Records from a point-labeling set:
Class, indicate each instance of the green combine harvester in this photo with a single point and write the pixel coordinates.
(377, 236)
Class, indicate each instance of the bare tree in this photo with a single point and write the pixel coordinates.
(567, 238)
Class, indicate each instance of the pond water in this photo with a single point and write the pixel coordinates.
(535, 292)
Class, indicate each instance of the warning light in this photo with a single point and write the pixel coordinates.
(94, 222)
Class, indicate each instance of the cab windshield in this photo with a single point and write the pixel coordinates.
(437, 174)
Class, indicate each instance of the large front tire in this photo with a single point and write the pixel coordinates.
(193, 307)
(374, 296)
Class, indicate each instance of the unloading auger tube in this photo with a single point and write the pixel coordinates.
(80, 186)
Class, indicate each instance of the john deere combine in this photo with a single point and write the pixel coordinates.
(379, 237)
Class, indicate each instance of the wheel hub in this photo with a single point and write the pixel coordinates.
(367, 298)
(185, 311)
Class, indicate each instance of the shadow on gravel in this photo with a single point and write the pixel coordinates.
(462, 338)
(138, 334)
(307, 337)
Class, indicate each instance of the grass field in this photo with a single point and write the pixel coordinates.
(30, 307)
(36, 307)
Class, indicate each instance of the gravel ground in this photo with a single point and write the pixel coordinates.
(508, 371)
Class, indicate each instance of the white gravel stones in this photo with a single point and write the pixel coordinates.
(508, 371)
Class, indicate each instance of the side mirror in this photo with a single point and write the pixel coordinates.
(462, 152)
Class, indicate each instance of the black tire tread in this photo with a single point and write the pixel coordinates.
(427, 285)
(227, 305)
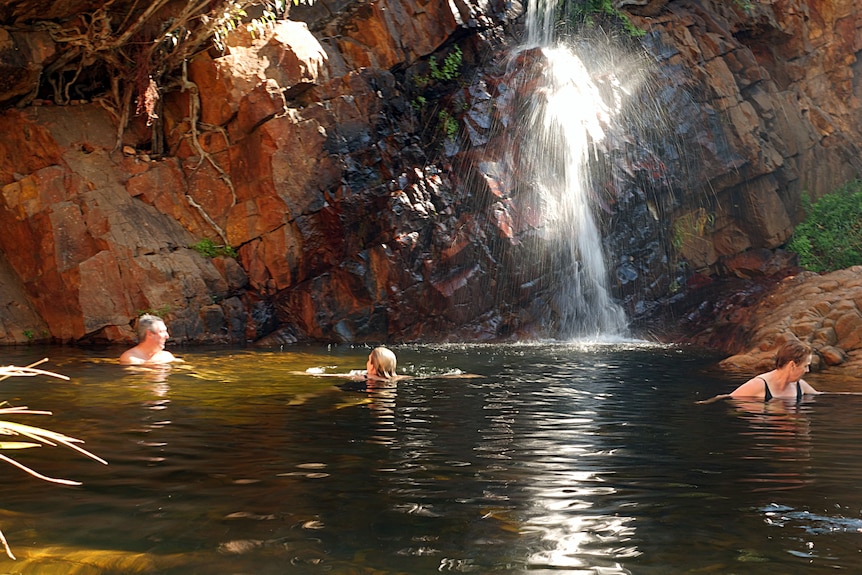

- [WHAT THIS TASK INVOLVES] Please arrange the material above as a JSON list of strings, one string per line, with blank lines left out. Leave the picture out of your answer.

- [ANSWER IN FULL]
[
  "Class, indicate each instance of the green combine harvester in this photo with a single point and write the pixel coordinates.",
  "(377, 236)",
  "Class, indicate each instance of the bare tree in this photo with a single point and write the pixel coordinates.",
  "(567, 238)",
  "Class, indicate each instance of the pond water in this photo with a single point and write the pixel coordinates.",
  "(535, 292)",
  "Class, indicate each instance of the warning light in this photo with a single point and write the pixel coordinates.",
  "(94, 222)",
  "Class, indicate each instance of the cab windshield in this photo with a single point and write the pixel coordinates.",
  "(437, 174)",
  "Class, indicate each instance of the large front tire in this photo with a single point and write the pixel coordinates.",
  "(193, 307)",
  "(374, 296)",
  "Class, indicate each instance of the unloading auger tube in this photo with a single point and write the pixel coordinates.",
  "(80, 186)",
  "Class, indicate each instance of the john deere combine in this photo with a single point and write the pixel coordinates.",
  "(379, 237)",
  "Class, indicate each instance of the wheel hub in this photo with a single point and write the pixel coordinates.",
  "(367, 298)",
  "(185, 311)",
  "Class, indicate each instance of the shadow on gravel in this photo with a single point and write the pixel coordinates.",
  "(462, 338)",
  "(138, 334)",
  "(307, 337)",
  "Class, indicate each instance of the grass field in this photo with a single point and write the pixel coordinates.",
  "(30, 307)",
  "(36, 307)",
  "Class, indicate each instance of the gravel ground in this photo with a single point and write the pixel coordinates.",
  "(508, 371)",
  "Class, indicate each instance of the white gravel stones in this photo with a single point and write the pixel coordinates.",
  "(508, 371)",
  "Class, indicate each instance of the side mirror in this photo with a single point and write the pixel coordinates.",
  "(462, 152)",
  "Class, indicate each instance of the black tire tread in this photo with a single point and write the pixel coordinates.",
  "(427, 285)",
  "(227, 305)"
]